**EXERCISE INSTRUCTIONS:** Reproduce the osmosis revision notes below in full, word for word.

**SUPPLIED TEXT:**

OCR A Level Biology:复习笔记2.5.8 Osmosis in Animal & Plant Cells

Osmosis in Animal & Plant Cells

Osmosis in animal cells

  • Animal cells can lose and gain water as a result of osmosis
  • As animal cells do not have a supporting cell wall (unlike plant cells), the results of this loss or gain of water on the cell are severe

Animal cells losing water

  • If an animal cell is placed in a solution with a lower water potential than the cell (such as a concentrated sucrose solution)
  • Water will leave the cell through its partially permeable cell surface membrane by osmosis and the cell will shrink and shrivel up
    • This is crenation (the cell has become crenated), which is usually fatal for the cell

     

  • Crenation occurs when the cell is in a hypertonic environment (the solution outside of the cell has a higher solute concentration than the inside of the cell)

**PROVIDED MATERIAL:**

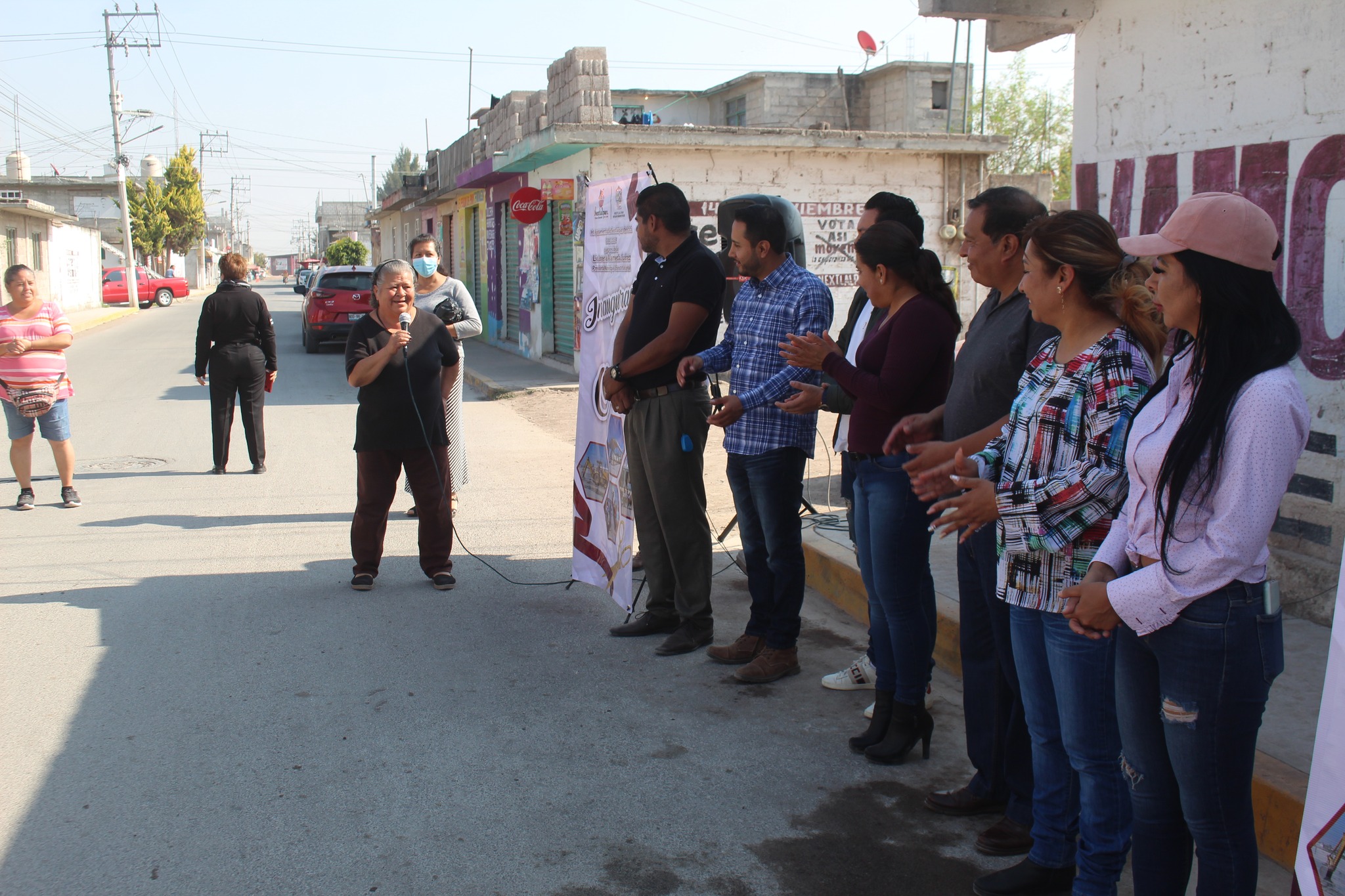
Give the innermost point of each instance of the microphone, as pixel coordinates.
(405, 320)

**REPLY TO THE TASK:**
OCR A Level Biology:复习笔记2.5.8 Osmosis in Animal & Plant Cells

Osmosis in Animal & Plant Cells

Osmosis in animal cells

  • Animal cells can lose and gain water as a result of osmosis
  • As animal cells do not have a supporting cell wall (unlike plant cells), the results of this loss or gain of water on the cell are severe

Animal cells losing water

  • If an animal cell is placed in a solution with a lower water potential than the cell (such as a concentrated sucrose solution)
  • Water will leave the cell through its partially permeable cell surface membrane by osmosis and the cell will shrink and shrivel up
    • This is crenation (the cell has become crenated), which is usually fatal for the cell

     

  • Crenation occurs when the cell is in a hypertonic environment (the solution outside of the cell has a higher solute concentration than the inside of the cell)